- [Problem details]: Copy out every line of the listing below without changing anything.

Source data
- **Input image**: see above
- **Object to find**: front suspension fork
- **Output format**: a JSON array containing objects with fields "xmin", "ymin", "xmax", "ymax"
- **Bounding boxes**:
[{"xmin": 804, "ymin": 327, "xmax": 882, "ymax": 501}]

- [Result]:
- **Input image**: see above
- **Object to find**: front suspension fork
- **Output format**: a JSON array containing objects with fields "xmin", "ymin", "xmax", "ymax"
- **Bounding boxes**:
[{"xmin": 804, "ymin": 327, "xmax": 882, "ymax": 501}]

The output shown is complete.